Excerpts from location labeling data
··········
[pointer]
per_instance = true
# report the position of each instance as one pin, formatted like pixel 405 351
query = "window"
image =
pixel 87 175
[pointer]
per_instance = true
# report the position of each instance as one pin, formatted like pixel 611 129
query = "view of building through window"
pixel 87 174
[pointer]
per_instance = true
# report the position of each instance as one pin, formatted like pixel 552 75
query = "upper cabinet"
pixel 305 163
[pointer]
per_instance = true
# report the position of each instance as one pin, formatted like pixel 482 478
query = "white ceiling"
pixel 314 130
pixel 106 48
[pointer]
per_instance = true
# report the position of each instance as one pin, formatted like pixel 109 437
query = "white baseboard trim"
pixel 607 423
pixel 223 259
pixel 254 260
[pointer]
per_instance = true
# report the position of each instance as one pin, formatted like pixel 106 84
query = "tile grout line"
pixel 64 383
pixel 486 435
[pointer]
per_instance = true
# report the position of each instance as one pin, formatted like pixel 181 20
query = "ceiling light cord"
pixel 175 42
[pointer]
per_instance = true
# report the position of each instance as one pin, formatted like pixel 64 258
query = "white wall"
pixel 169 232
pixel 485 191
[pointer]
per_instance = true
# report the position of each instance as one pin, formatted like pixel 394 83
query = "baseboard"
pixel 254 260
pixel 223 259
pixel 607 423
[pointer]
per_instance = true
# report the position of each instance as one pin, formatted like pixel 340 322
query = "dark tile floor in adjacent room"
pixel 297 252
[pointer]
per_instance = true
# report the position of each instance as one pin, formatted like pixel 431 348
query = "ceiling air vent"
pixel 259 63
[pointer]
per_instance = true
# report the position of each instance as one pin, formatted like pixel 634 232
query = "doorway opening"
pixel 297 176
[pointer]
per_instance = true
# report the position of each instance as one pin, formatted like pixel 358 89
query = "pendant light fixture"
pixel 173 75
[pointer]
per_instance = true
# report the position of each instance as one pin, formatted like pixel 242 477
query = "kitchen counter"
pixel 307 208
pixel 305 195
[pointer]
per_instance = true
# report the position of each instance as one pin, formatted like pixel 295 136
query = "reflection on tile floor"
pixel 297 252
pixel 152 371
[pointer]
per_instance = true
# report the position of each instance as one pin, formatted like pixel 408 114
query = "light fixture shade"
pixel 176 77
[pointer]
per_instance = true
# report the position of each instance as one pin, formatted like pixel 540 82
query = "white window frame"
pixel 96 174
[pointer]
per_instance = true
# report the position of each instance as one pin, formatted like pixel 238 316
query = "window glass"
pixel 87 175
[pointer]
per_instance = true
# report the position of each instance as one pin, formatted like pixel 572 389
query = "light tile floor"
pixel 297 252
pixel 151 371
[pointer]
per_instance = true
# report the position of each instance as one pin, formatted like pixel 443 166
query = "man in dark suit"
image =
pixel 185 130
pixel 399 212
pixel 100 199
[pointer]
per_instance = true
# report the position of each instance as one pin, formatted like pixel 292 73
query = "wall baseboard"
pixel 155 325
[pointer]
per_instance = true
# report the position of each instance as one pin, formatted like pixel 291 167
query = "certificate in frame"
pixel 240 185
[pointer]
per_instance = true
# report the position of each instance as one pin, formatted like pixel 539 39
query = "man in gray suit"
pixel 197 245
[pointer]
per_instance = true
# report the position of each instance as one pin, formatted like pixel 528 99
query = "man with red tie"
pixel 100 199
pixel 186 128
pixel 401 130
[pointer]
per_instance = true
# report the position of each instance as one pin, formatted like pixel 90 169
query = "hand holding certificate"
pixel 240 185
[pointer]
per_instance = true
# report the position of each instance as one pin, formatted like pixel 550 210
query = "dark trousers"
··········
→ PROBLEM DETAILS
Present the lines from the top of the material through the line containing "pixel 259 63" as a numbered list, omitting any blank lines.

→ RESULT OF THIS TASK
1. [pointer]
2. per_instance = true
3. # report the position of each instance as one pin, formatted like pixel 405 351
4. query = "window"
5. image =
6. pixel 87 175
7. [pointer]
8. per_instance = true
9. # report the position of each instance as one pin, formatted like pixel 611 129
10. query = "view of building through window"
11. pixel 87 174
12. [pointer]
13. per_instance = true
14. # report the position of each instance as one pin, formatted like pixel 552 75
15. query = "upper cabinet"
16. pixel 305 163
17. [pointer]
18. per_instance = true
19. # report the position of each instance as one pin, formatted like pixel 482 478
20. query = "white ceiling"
21. pixel 314 130
22. pixel 106 48
23. [pointer]
24. per_instance = true
25. # report the position of each instance as one pin, formatted like pixel 109 437
26. query = "white baseboard trim"
27. pixel 607 423
28. pixel 223 259
29. pixel 254 260
30. [pointer]
31. per_instance = true
32. # report the position of each instance as one pin, formatted like pixel 106 84
33. query = "tile grout line"
34. pixel 64 383
35. pixel 486 435
36. [pointer]
37. per_instance = true
38. # report the position of each instance as one pin, formatted like pixel 181 20
39. query = "ceiling light cord"
40. pixel 175 42
41. [pointer]
42. per_instance = true
43. # report the position of each instance as one pin, formatted like pixel 64 258
44. query = "white wall"
45. pixel 169 232
46. pixel 485 191
47. [pointer]
48. per_instance = true
49. # report the position of each instance as one pin, formatted like pixel 394 83
50. query = "baseboard"
51. pixel 254 260
52. pixel 223 259
53. pixel 607 423
54. [pointer]
55. per_instance = true
56. # report the position of each instance as one pin, formatted like pixel 340 322
57. query = "dark tile floor in adjacent room"
58. pixel 297 252
59. [pointer]
60. per_instance = true
61. # report the position of each instance as one pin, formatted like pixel 431 348
62. query = "ceiling air vent"
63. pixel 259 63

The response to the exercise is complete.